▸ MATERIAL FOR THIS TASK
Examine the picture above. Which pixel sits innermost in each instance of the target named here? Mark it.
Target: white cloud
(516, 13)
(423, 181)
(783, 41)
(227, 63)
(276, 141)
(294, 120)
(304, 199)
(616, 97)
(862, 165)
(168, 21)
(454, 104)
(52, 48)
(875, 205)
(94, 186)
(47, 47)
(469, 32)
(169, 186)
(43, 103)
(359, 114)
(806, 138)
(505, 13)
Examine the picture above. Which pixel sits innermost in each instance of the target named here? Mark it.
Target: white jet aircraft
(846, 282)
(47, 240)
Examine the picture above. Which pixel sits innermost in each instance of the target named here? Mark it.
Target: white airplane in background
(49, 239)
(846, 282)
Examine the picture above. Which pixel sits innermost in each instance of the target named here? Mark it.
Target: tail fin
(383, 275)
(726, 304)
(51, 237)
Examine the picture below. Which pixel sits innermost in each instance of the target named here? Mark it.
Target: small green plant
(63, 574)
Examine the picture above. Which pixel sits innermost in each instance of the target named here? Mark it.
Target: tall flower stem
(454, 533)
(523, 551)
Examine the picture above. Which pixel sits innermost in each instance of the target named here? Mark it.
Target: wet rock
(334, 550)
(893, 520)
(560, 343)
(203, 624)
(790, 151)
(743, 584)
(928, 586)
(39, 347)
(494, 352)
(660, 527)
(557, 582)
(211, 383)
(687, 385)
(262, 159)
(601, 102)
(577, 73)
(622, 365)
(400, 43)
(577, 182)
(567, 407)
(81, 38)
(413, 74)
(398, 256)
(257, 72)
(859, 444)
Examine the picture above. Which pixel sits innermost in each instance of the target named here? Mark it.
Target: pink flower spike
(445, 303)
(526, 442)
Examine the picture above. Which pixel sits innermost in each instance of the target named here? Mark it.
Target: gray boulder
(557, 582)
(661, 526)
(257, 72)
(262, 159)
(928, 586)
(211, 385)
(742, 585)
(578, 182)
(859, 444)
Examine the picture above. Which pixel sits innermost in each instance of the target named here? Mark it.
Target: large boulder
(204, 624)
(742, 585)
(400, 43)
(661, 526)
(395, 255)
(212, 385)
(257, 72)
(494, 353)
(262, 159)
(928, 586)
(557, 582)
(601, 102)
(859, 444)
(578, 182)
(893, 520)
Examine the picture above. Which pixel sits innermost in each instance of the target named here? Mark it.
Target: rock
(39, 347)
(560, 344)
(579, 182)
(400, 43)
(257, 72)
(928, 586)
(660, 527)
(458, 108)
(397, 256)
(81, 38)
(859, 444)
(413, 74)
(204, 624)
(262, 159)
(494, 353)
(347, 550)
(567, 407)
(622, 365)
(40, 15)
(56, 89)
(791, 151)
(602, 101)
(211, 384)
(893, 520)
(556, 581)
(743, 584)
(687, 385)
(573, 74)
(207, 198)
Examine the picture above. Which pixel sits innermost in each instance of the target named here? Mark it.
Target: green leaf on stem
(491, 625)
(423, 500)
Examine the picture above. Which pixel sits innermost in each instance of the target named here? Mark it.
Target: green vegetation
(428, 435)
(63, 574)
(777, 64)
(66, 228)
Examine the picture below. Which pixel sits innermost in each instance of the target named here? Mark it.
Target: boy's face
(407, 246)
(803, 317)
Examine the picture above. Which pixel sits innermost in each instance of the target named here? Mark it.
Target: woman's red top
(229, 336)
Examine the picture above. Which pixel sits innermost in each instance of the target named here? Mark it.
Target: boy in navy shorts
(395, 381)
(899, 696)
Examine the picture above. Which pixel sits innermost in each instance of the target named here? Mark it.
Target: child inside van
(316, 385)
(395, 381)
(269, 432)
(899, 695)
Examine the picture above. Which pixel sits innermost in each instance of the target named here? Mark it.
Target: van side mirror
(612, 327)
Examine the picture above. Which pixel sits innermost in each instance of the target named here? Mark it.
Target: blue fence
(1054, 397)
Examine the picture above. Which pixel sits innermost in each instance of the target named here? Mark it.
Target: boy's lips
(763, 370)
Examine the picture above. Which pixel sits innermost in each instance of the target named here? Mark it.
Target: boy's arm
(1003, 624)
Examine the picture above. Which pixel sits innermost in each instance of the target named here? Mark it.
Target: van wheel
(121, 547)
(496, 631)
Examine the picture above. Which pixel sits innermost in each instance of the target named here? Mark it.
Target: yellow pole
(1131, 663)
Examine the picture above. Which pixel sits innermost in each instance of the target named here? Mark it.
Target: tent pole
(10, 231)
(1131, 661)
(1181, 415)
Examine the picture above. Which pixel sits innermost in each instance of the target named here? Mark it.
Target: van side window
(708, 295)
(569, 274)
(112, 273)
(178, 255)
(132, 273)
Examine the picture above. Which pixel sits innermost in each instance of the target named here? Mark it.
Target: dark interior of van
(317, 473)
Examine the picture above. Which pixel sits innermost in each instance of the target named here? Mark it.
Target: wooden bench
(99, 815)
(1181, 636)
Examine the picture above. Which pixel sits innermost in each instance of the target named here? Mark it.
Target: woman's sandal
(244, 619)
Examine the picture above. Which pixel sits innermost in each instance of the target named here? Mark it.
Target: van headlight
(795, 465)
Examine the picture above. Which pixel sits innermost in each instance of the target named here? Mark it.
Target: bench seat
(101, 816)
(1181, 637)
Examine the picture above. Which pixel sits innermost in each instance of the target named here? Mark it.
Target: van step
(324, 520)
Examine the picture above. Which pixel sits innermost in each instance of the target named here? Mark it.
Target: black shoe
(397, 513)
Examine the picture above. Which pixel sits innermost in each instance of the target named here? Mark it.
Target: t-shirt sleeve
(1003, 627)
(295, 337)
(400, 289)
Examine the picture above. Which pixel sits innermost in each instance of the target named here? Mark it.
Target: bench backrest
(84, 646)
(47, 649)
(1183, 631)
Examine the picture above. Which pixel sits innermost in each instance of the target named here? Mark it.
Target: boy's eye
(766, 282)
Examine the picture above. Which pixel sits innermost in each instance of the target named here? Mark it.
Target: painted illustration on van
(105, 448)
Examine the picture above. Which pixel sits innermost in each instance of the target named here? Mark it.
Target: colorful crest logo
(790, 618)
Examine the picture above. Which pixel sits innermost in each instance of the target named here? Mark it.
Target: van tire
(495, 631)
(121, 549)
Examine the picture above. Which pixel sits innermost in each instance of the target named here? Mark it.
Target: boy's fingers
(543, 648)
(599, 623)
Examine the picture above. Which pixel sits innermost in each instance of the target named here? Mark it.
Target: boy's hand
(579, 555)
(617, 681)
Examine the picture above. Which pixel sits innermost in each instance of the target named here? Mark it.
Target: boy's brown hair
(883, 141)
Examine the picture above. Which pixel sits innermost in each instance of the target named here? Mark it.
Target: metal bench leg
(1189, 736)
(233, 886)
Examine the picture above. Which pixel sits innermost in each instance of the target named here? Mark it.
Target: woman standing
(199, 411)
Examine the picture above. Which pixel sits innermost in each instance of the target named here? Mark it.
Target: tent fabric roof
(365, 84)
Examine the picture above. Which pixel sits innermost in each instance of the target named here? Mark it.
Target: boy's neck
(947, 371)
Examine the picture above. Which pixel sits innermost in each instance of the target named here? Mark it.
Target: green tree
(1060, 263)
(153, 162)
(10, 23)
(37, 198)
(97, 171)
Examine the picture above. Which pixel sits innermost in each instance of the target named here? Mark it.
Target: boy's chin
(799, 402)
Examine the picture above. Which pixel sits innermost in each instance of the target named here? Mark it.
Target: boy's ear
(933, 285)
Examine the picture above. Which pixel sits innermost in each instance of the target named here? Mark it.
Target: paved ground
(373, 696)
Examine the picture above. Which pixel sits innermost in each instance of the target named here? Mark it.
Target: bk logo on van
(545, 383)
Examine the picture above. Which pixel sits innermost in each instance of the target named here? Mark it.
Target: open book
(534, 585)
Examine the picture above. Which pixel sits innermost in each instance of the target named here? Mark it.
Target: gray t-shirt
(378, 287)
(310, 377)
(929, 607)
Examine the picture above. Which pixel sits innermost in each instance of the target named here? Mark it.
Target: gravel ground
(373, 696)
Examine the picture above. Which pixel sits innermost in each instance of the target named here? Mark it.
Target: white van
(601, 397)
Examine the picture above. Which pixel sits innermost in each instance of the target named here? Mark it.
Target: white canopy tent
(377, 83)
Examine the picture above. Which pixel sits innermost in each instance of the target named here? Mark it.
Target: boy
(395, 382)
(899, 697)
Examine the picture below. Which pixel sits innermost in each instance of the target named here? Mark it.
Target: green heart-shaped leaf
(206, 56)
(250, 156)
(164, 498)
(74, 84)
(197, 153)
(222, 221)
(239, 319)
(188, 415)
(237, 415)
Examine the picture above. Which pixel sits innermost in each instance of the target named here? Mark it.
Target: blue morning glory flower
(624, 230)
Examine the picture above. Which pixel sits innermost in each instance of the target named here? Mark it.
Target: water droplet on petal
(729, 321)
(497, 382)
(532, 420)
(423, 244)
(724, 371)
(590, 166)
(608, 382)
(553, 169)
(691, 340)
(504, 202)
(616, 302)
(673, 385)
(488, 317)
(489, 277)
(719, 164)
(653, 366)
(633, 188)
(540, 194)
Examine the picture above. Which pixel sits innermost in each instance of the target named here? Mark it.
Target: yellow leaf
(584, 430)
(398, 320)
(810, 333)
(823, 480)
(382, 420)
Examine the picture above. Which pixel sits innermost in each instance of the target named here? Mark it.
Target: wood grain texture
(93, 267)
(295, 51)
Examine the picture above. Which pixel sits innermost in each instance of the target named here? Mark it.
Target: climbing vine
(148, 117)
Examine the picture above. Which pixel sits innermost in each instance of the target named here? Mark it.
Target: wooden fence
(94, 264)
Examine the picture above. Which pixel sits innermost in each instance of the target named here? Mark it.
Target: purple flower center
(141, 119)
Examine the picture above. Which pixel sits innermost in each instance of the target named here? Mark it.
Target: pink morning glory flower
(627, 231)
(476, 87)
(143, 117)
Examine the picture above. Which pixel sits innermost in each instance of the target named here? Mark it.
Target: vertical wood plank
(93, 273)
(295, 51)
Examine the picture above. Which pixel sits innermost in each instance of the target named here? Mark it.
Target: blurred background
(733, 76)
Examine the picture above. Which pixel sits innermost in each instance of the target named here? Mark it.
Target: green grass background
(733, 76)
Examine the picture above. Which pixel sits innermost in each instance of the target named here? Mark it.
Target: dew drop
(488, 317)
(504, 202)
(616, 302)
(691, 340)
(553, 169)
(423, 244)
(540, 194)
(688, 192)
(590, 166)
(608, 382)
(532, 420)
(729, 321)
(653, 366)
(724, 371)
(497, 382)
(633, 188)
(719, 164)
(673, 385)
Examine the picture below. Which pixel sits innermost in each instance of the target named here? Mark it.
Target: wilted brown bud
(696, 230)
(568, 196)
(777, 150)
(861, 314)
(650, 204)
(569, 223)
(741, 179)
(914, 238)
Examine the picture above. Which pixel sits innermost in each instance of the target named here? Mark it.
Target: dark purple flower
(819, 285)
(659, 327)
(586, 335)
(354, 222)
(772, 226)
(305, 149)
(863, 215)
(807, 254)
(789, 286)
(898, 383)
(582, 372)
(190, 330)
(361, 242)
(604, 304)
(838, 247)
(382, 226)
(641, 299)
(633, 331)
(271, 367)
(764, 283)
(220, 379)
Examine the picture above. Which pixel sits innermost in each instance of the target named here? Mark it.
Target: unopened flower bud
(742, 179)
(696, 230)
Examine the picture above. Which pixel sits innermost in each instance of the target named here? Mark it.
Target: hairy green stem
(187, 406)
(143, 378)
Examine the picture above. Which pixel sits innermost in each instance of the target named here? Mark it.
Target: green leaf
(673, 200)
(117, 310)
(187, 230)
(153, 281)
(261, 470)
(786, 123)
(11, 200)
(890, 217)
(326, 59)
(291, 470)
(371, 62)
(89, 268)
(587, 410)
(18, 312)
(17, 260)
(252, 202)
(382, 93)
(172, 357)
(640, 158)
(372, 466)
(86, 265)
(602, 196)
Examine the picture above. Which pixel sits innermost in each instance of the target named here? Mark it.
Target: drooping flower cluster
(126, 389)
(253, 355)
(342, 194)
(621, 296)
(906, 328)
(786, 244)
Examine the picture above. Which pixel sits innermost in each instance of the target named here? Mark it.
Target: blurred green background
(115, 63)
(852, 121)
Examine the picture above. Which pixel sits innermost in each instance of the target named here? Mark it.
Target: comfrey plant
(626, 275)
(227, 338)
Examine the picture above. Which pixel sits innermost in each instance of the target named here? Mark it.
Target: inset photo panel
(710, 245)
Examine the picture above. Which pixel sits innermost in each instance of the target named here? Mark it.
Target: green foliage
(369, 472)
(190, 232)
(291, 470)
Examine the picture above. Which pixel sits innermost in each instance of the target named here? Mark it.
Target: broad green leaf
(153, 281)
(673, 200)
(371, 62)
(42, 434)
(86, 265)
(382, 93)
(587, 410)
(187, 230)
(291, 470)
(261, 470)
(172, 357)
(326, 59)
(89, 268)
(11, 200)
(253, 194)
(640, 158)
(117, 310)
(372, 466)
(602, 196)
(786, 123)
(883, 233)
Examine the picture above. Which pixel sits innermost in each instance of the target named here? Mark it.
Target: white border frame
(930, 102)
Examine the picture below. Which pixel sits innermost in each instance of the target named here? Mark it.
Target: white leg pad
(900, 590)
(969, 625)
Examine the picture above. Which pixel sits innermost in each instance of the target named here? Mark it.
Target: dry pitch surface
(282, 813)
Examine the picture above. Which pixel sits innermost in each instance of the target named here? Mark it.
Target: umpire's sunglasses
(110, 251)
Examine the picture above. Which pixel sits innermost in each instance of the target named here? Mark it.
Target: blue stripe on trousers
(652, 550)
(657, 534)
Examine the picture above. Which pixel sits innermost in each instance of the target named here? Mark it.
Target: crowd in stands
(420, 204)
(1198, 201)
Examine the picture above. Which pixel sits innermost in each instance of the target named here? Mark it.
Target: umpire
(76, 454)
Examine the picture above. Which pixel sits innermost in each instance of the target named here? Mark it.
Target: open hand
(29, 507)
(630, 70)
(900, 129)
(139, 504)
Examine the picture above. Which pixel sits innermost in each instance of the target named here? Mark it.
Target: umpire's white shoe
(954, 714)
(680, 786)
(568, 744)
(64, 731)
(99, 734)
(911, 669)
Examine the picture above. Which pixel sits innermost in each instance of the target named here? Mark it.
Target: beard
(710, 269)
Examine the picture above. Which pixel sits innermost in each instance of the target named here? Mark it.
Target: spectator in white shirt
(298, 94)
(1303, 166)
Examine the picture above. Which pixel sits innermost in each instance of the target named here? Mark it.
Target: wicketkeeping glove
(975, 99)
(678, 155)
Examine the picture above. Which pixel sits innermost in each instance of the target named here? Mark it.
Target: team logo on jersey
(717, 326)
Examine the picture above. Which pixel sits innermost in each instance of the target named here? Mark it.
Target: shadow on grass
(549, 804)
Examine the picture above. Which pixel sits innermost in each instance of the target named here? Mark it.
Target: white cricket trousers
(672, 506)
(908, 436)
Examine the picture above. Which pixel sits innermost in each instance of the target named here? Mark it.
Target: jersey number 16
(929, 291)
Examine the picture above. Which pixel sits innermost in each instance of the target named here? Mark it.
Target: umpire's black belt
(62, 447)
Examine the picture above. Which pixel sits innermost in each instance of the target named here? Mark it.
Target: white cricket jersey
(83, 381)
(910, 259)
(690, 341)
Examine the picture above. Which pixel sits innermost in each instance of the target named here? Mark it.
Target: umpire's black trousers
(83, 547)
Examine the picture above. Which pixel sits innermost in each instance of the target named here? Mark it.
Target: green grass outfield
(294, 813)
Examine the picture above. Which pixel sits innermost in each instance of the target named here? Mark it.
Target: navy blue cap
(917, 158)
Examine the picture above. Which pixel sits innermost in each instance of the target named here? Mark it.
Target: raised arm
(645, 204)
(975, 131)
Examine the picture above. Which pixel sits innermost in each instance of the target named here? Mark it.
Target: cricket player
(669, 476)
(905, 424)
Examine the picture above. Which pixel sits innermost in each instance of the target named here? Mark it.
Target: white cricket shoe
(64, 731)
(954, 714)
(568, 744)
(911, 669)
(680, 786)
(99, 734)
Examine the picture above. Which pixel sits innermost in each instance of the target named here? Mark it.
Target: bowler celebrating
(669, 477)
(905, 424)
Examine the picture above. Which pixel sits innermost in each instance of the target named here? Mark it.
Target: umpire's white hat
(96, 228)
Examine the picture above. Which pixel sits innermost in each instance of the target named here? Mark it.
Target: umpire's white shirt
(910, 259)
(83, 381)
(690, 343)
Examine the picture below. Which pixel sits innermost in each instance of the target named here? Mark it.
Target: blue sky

▸ WHAT YOU NEED TO DO
Determine how many lines of the entries above contain the string "green", treating uppercase and lowercase as distinct. Reply with the number alone.

▸ SOLUTION BELOW
12